***** Trecho fornecido

Nas pegadas dos tapuias paiacus da ribeira do Apodi (I)

Por Marcos Pinto

Sob  a  ótica  do  processo de colonização  e  povoamento  do  sertão  da  Ribeira  do  Apodi, as  narrativas de  pessoas  de idade  avançada produzem referências  comuns sobre  a  ferocidade comum  dos tapuias  paiacus  e   a  sua  captura  pelos  chamados  “homens  brancos”, geralmente  por  entradistas  e  Bandeirantes, investidos  de  suas  patentes  militares  comandado  homens  recrutados  em  sua  maioria  por Bandos , espécie  de  convocação  e  perdão  oficial a  criminosos,  geralmente  homiziados  nos  adustos  sertões.

Estranha-se  o  fato de  que  deliberada  omissão  dos  antigos  historiadores  em  admitirem  a  presença do  componente  étnico  indígena  no processo  de  ocupação  da  Ribeira  do  Apodi.

**********

Exercícios propostos
**1)** Devolva todas as linhas abaixo que contenham a palavra "spray", levando em conta a diferença entre maiúsculas e minúsculas.
**2)** Continue o texto sobre os tapuias paiacus da Ribeira do Apodi a partir do ponto em que ele termina.

***** Linhas listadas

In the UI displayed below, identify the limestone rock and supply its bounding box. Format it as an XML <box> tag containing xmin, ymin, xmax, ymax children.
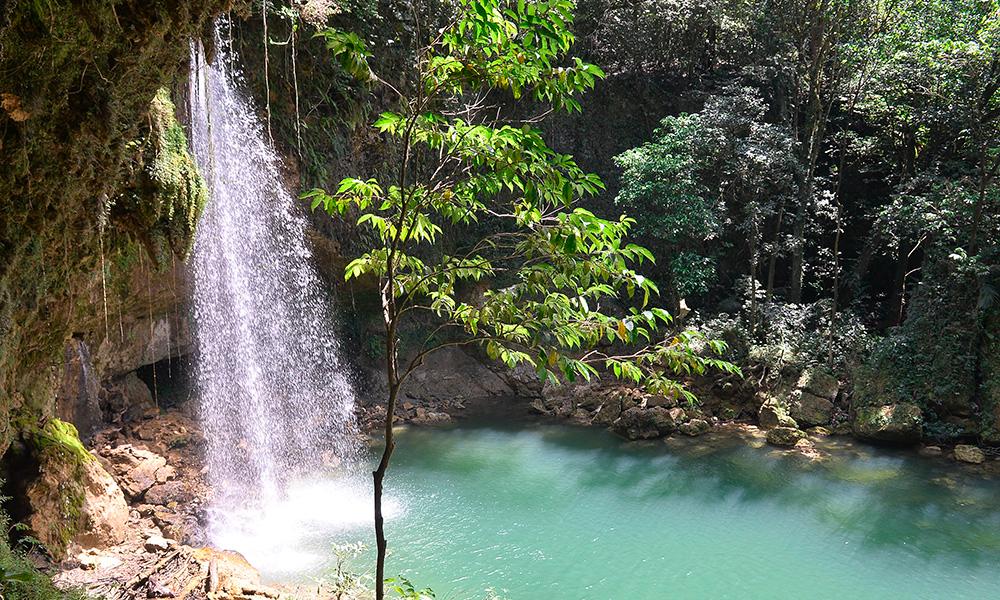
<box><xmin>757</xmin><ymin>400</ymin><xmax>799</xmax><ymax>429</ymax></box>
<box><xmin>955</xmin><ymin>444</ymin><xmax>986</xmax><ymax>465</ymax></box>
<box><xmin>152</xmin><ymin>506</ymin><xmax>198</xmax><ymax>544</ymax></box>
<box><xmin>94</xmin><ymin>310</ymin><xmax>194</xmax><ymax>377</ymax></box>
<box><xmin>56</xmin><ymin>338</ymin><xmax>102</xmax><ymax>440</ymax></box>
<box><xmin>795</xmin><ymin>368</ymin><xmax>840</xmax><ymax>401</ymax></box>
<box><xmin>75</xmin><ymin>460</ymin><xmax>129</xmax><ymax>548</ymax></box>
<box><xmin>411</xmin><ymin>408</ymin><xmax>451</xmax><ymax>425</ymax></box>
<box><xmin>101</xmin><ymin>371</ymin><xmax>155</xmax><ymax>423</ymax></box>
<box><xmin>678</xmin><ymin>419</ymin><xmax>712</xmax><ymax>436</ymax></box>
<box><xmin>767</xmin><ymin>427</ymin><xmax>806</xmax><ymax>447</ymax></box>
<box><xmin>591</xmin><ymin>396</ymin><xmax>622</xmax><ymax>427</ymax></box>
<box><xmin>853</xmin><ymin>402</ymin><xmax>923</xmax><ymax>443</ymax></box>
<box><xmin>142</xmin><ymin>535</ymin><xmax>170</xmax><ymax>552</ymax></box>
<box><xmin>612</xmin><ymin>406</ymin><xmax>677</xmax><ymax>440</ymax></box>
<box><xmin>403</xmin><ymin>348</ymin><xmax>516</xmax><ymax>403</ymax></box>
<box><xmin>101</xmin><ymin>444</ymin><xmax>167</xmax><ymax>500</ymax></box>
<box><xmin>646</xmin><ymin>396</ymin><xmax>677</xmax><ymax>408</ymax></box>
<box><xmin>24</xmin><ymin>419</ymin><xmax>93</xmax><ymax>560</ymax></box>
<box><xmin>789</xmin><ymin>392</ymin><xmax>836</xmax><ymax>426</ymax></box>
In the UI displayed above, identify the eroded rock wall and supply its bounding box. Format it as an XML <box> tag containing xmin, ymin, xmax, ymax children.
<box><xmin>0</xmin><ymin>0</ymin><xmax>230</xmax><ymax>455</ymax></box>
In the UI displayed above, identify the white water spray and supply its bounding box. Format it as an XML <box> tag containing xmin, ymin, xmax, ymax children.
<box><xmin>190</xmin><ymin>25</ymin><xmax>370</xmax><ymax>554</ymax></box>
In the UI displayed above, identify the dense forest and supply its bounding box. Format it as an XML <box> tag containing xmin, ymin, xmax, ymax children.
<box><xmin>0</xmin><ymin>0</ymin><xmax>1000</xmax><ymax>600</ymax></box>
<box><xmin>240</xmin><ymin>1</ymin><xmax>1000</xmax><ymax>440</ymax></box>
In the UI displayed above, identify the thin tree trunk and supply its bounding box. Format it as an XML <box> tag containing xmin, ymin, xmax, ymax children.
<box><xmin>372</xmin><ymin>286</ymin><xmax>399</xmax><ymax>600</ymax></box>
<box><xmin>764</xmin><ymin>199</ymin><xmax>785</xmax><ymax>302</ymax></box>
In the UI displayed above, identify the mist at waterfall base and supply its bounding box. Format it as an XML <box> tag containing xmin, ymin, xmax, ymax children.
<box><xmin>182</xmin><ymin>25</ymin><xmax>1000</xmax><ymax>600</ymax></box>
<box><xmin>190</xmin><ymin>20</ymin><xmax>380</xmax><ymax>567</ymax></box>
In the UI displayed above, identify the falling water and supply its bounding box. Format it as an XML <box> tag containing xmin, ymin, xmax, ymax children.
<box><xmin>190</xmin><ymin>19</ymin><xmax>357</xmax><ymax>545</ymax></box>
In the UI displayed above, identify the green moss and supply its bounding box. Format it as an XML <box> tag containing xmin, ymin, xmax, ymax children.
<box><xmin>0</xmin><ymin>496</ymin><xmax>84</xmax><ymax>600</ymax></box>
<box><xmin>34</xmin><ymin>419</ymin><xmax>94</xmax><ymax>463</ymax></box>
<box><xmin>0</xmin><ymin>0</ymin><xmax>232</xmax><ymax>455</ymax></box>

**********

Lista de respostas
**1)**
In the UI displayed above, identify the white water spray and supply its bounding box. Format it as an XML <box> tag containing xmin, ymin, xmax, ymax children.

**2)**
Oficialmente só se  tem conhecimento da  existência  de  uma  família  mameluca  apodiense, que é  a  família  MOTA, pelo  casamento  do português  Antonio  da  Mota  Ribeiro  com  a  mameluca  nascida em Apodi  JOSEPHA  FERREIRA  DE  ARAÚJO, filha  do  português  Carlos Vidal  Borromeu  e  da  índia  Isabel  de  Araújo, natural  de  Alagoas.

Como  se  vê, a  etnia  indígena  dessa  matriarca  não  é  apodiense.

Josepha  faleceu  no  sítio  Santa  Cruz, do  município  de  Apodi  a  17  de  Outubro  de  1792 (Vide  livro  “Velhos  Inventários  do  Oeste Potiguar”. Autor: Marcos  Antonio  Filgueira –  Coleção  Mossoroense –  Série  C –  Volume  740 –  Ano  1992).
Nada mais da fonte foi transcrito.